Stated task 1:
Answer these questions from the combustor text:
(a) What share of the air introduced into the system does the primary air 212 typically make up?
(b) What device comminutes the combustion feed material in the pulverized coal boiler design?
(c) What is the typical minimum temperature of the fluidized bed zone 200?
Stated task 2:
From the combustor text, write out the passage starting with "In one configuration, additional" and going on through "bed zone 200.".

Provided text:
-- start --
The temperatures in the fluidized bed zone 200 (or combustion zone), and freeboard zone 208 sections varies depending on the CFB design and the combustion feed material. Temperatures are controlled in a range that is safely below that which the bed material could fuse to a solid. Typically, the fluidized bed zone 200 temperature is at least about 1,400° F., more typically at least about 1,500° F., and even more typically at least about 1,550° F. but typically no more than about 1,800° F., more typically no more than about 1,700° F., more typically no more than about 1,650° F., and even more typically no more than about 1,600° F. Typically, the freeboard zone 208 temperature is at least about 1,500° F., more typically at least about 1,550° F., and even more typically at least about 1,600° F. but typically no more than about 1,800° F., more typically no more than about 1,750° F., more typically no more than about 1,600° F., and even more typically no more than about 1,550° F.

The primary air 212 typically constitutes from about 30 to about 35% of the air introduced into the system; the secondary air 220 from about 50 to about 60% of the air introduced into the system; and the remainder of the air introduced into the combustor 112 is the overfire air 224.

In one configuration, additional additive is introduced in the freeboard zone 208, such as near the entrance to the cyclone 210 (where high gas velocities for turbulent mixing and significant residence time in the cyclone are provided). In other configurations, additional additive is introduced into the mixing zone 204 and/or fluidized bed zone 200.

FIG. 3 depicts a combustor 112 having a pulverized coal boiler (“PC”) design. The combustor 112 includes a PC boiler 300 in communication with a pulverizer 304. The combustion feed material 104 or 108 is comminuted in a pulverizer 304 and the comminuted combined combustion feed material 108 introduced, typically by injection, into the PC boiler 300 as shown. The particle P80 size distribution for the comminuted combustion feed material 108 particulates commonly ranges from about 325 to about 60 mesh (Tyler). Primary combustion air 304 is introduced into the combustion zone of the PC boiler 300 in spatial proximity to the point of introduction of the pulverized combustion feed material 108. Combustion off-gas or flue gas 116 is removed from the upper portion of the PC boiler 300, and ash or slag 308, the byproduct of coal combustion, from the lower portion of the PC boiler 300. In one configuration, the additive 100 is contacted with the combustion feed material 104 before comminution by the pulverizer 304. In one configuration, the additive 100 is contacted with the combustion feed material 104 during comminution. In one configuration, the additive 100 is contacted with the combustion feed material 104 after comminution.
-- end --
[A block of data]
-- start --
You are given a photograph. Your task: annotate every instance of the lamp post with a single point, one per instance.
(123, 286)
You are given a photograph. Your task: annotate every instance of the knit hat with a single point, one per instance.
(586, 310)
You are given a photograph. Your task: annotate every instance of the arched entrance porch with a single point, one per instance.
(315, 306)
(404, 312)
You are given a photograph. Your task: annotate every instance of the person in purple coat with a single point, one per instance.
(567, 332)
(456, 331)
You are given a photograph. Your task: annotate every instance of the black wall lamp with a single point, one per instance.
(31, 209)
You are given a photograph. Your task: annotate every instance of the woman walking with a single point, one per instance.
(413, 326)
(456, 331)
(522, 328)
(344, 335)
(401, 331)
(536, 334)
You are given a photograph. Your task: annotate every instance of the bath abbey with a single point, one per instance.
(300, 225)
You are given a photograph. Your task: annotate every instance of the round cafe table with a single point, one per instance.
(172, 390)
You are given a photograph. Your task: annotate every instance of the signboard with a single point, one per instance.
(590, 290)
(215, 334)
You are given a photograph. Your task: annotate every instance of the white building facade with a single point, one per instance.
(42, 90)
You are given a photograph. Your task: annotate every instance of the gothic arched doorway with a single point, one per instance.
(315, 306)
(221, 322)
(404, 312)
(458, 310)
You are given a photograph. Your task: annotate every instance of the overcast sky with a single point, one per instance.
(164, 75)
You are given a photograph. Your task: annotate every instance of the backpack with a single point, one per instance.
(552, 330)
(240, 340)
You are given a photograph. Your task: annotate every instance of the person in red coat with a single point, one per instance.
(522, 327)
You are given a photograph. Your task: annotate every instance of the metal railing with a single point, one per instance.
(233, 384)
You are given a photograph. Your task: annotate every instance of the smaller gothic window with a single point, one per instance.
-- end --
Task answer 1:
(a) From about 30 to about 35%.
(b) A pulverizer.
(c) At least about 1,400° F.

Task answer 2:
In one configuration, additional additive is introduced in the freeboard zone 208, such as near the entrance to the cyclone 210 (where high gas velocities for turbulent mixing and significant residence time in the cyclone are provided). In other configurations, additional additive is introduced into the mixing zone 204 and/or fluidized bed zone 200.